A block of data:

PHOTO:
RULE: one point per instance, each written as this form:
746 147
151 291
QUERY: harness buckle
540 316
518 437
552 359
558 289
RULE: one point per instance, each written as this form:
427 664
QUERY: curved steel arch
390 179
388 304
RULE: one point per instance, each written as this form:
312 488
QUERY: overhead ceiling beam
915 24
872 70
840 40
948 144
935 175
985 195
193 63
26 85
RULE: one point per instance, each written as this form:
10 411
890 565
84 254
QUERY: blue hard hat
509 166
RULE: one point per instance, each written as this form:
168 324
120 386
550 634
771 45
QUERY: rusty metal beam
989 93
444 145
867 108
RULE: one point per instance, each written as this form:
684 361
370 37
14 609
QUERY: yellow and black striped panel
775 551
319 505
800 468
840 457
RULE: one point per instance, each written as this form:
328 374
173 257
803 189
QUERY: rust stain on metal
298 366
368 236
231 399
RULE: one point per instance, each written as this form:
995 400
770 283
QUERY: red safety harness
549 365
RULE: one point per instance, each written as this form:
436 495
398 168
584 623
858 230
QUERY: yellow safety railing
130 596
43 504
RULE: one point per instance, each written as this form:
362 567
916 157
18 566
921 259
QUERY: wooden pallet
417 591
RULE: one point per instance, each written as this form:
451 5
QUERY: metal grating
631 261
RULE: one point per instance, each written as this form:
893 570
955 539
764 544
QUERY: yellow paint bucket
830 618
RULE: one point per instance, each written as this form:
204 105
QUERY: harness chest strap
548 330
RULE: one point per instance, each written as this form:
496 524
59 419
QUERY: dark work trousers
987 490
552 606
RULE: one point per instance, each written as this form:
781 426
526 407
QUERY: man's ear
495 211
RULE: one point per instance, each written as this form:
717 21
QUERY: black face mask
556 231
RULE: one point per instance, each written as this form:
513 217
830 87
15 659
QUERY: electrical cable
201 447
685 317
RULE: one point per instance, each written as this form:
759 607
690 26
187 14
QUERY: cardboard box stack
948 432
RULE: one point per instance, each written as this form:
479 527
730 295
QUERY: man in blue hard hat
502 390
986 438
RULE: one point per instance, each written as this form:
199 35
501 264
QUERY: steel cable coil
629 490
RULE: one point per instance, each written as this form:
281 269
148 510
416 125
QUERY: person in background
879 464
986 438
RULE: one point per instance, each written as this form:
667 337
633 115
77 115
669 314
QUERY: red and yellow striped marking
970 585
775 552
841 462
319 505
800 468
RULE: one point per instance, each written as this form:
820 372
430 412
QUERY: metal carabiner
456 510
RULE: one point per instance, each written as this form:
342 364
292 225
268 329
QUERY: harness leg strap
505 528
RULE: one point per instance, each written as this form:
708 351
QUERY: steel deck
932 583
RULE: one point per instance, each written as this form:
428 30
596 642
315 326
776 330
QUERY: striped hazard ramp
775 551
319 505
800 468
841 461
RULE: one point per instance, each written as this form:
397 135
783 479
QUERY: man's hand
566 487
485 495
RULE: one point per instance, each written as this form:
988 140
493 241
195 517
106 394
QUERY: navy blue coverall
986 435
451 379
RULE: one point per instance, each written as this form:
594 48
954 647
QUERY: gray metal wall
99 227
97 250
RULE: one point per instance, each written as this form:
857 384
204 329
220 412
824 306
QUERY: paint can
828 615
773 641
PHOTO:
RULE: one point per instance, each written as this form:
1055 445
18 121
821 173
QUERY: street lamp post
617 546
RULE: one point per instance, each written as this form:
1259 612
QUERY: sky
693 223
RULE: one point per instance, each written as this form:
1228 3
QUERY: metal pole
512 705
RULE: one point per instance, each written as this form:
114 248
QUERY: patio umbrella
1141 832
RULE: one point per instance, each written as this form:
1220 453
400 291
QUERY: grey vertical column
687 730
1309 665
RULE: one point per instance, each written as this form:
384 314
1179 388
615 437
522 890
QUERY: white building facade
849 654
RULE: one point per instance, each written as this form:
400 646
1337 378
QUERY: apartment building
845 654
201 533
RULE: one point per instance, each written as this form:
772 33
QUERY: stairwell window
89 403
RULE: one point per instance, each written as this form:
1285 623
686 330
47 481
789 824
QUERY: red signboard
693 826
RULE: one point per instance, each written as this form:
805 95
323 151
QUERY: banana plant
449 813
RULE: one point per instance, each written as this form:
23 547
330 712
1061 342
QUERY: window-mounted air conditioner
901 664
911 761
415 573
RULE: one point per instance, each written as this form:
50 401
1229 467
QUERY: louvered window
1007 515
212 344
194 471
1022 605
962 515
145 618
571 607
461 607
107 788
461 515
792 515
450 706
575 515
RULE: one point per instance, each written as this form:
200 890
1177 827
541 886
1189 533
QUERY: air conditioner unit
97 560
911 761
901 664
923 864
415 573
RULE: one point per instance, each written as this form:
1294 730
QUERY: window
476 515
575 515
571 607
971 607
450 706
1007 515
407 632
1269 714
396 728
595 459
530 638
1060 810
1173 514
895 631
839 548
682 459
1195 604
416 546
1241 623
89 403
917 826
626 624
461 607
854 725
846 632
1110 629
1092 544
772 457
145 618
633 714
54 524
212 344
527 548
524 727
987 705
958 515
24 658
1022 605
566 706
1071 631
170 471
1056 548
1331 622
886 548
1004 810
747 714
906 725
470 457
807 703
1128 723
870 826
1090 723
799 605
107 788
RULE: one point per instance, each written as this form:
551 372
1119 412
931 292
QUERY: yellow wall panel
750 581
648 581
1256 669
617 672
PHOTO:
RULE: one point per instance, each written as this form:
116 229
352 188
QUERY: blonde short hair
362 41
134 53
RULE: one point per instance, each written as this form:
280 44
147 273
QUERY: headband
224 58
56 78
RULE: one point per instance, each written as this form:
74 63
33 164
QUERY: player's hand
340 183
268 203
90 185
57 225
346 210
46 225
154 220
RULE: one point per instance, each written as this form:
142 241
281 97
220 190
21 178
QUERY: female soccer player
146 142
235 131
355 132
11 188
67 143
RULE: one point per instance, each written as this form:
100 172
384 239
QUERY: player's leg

• [Exercise]: Retype the listing. Match it exactly.

• [Task result]:
PHOTO:
RULE: one point per instance, each written as this form:
746 147
151 291
QUERY: harness buckle
540 316
518 437
552 359
558 289
RULE: one point per instance, each written as this form:
427 664
QUERY: curved steel arch
390 179
388 304
RULE: one point per instance, each written as this form:
312 488
QUERY: overhead ceiling beam
915 24
872 70
840 40
948 144
935 175
985 195
193 63
26 85
RULE: one point per instance, each written as this form:
10 411
890 565
84 254
QUERY: blue hard hat
509 166
RULE: one point per instance, each written as this form:
168 324
120 386
550 634
771 45
QUERY: rusty metal beam
989 93
444 145
867 108
RULE: one point per instance, each written as this form:
684 361
370 37
14 609
QUERY: yellow and black striped panel
775 551
319 505
800 468
840 457
RULE: one point per instance, each written as this form:
328 374
173 257
803 189
QUERY: rust stain on metal
298 366
368 236
231 399
RULE: one point per instance, each written as this form:
995 400
770 283
QUERY: red safety harness
549 365
RULE: one point per instance, each written as this form:
436 495
398 168
584 623
858 230
QUERY: yellow safety railing
130 596
43 504
RULE: one point per instance, each written as this form:
362 567
916 157
18 566
921 259
QUERY: wooden pallet
417 591
RULE: one point per instance, each written as this form:
451 5
QUERY: metal grating
631 261
RULE: one point per instance, each written as this form:
893 570
955 539
764 544
QUERY: yellow paint bucket
830 618
RULE: one point per instance, each written as this form:
204 105
QUERY: harness chest strap
548 330
RULE: one point per instance, each written as this form:
496 524
59 419
QUERY: dark work trousers
987 490
552 606
RULE: one point per instance, each written as this form:
781 426
526 407
QUERY: man's ear
495 211
RULE: one point per instance, each written as this form:
717 21
QUERY: black face mask
556 231
RULE: one point per instance, each written as this form:
513 217
830 87
15 659
QUERY: electrical cable
201 447
685 317
RULE: one point per instance, each written as this form:
759 607
690 26
187 14
QUERY: cardboard box stack
948 432
RULE: one point per instance, each written as this form:
479 527
730 295
QUERY: man in blue hard hat
502 390
986 438
RULE: one point per instance, each written as this form:
199 35
501 264
QUERY: steel cable coil
629 490
RULE: one point per instance, each written as this form:
281 269
148 510
416 125
QUERY: person in background
879 464
986 438
RULE: one point per instance, each written as this form:
667 337
633 115
77 115
669 314
QUERY: red and yellow striped marking
970 585
775 552
841 462
319 505
800 468
RULE: one point per instance, each written as this form:
820 372
430 412
QUERY: metal carabiner
456 510
RULE: one point per instance, each written as this form:
342 364
292 225
268 329
QUERY: harness leg strap
505 528
RULE: one point per instance, each written as this form:
708 351
QUERY: steel deck
932 583
RULE: one point per instance, each written as this form:
428 30
596 642
315 326
776 330
QUERY: striped hazard ramp
775 551
319 505
800 468
841 461
RULE: one point per instance, each written as this form:
397 135
783 479
QUERY: man's hand
566 487
485 495
RULE: one point per instance, each written as this form:
988 140
493 241
195 517
106 394
QUERY: navy blue coverall
986 435
451 379
RULE: one point per instance, each written as this form:
594 48
954 647
QUERY: gray metal wall
99 227
97 250
RULE: one point per instance, each written as this form:
857 384
204 329
220 412
824 306
QUERY: paint can
828 615
773 641
PHOTO:
RULE: one point per instance, each written as this form:
1055 445
18 121
821 173
QUERY: street lamp post
617 546
RULE: one point per instance, each written as this form:
1259 612
QUERY: sky
693 223
RULE: one point per instance, each written as this form:
1228 3
QUERY: metal pole
512 705
RULE: one point per instance, each written as this form:
114 248
QUERY: patio umbrella
1141 832
RULE: one point per instance, each written as this form:
1220 453
400 291
QUERY: grey vertical column
687 730
1309 665
RULE: one point per instance, each written as this form:
384 314
1179 388
615 437
522 890
QUERY: white building facade
849 654
RULE: one point per instance, each written as this form:
400 646
1337 378
QUERY: apartment building
845 654
201 533
RULE: one point per instance, each written as this form:
772 33
QUERY: stairwell window
89 403
RULE: one point per instance, each written as this form:
1285 623
686 330
47 481
789 824
QUERY: red signboard
693 826
RULE: one point per instance, each written as this form:
805 95
323 151
QUERY: banana plant
449 813
RULE: one point per instance, each written as this form:
23 547
330 712
1061 342
QUERY: window-mounted air conditioner
901 664
911 761
415 573
RULE: one point per instance, each written as this form:
50 401
1229 467
QUERY: louvered window
1007 515
212 344
194 471
1022 605
962 515
145 618
571 607
461 607
107 788
461 515
792 515
450 706
575 515
RULE: one point per instance, each written as this form:
200 890
1177 827
541 886
1189 533
QUERY: air conditioner unit
97 560
911 761
901 664
923 864
415 573
RULE: one point per instance, each written as this form:
1294 730
QUERY: window
476 515
575 515
571 607
971 607
450 706
1007 515
407 632
1269 714
396 728
595 459
530 638
1060 810
1173 514
895 631
839 548
682 459
1195 604
416 546
1241 623
89 403
917 826
626 624
461 607
854 725
846 632
1110 629
1092 544
772 457
145 618
633 714
54 524
212 344
527 548
524 727
987 705
958 515
24 658
1022 605
566 706
1071 631
170 471
1056 548
1331 622
886 548
1004 810
747 714
906 725
470 457
807 703
1128 723
870 826
1090 723
799 605
107 788
RULE: one point per instance, each written as this form:
551 372
1119 412
931 292
QUERY: yellow wall panel
750 581
648 581
1256 669
617 672
PHOTO:
RULE: one point per instance, each written as this form:
116 229
352 188
QUERY: blonde short hair
362 41
134 53
RULE: one point per instance, each written as this form:
280 44
147 273
QUERY: headband
224 58
56 78
RULE: one point per instance, each written as this form:
74 63
33 164
QUERY: player's hand
340 183
268 203
90 185
57 225
346 210
46 225
154 220
RULE: one point per instance, each written as this form:
142 241
281 97
220 190
21 178
QUERY: female soccer player
146 142
235 131
355 132
11 188
67 143
RULE: one point per instance, each written as this form:
100 172
384 239
QUERY: player's leg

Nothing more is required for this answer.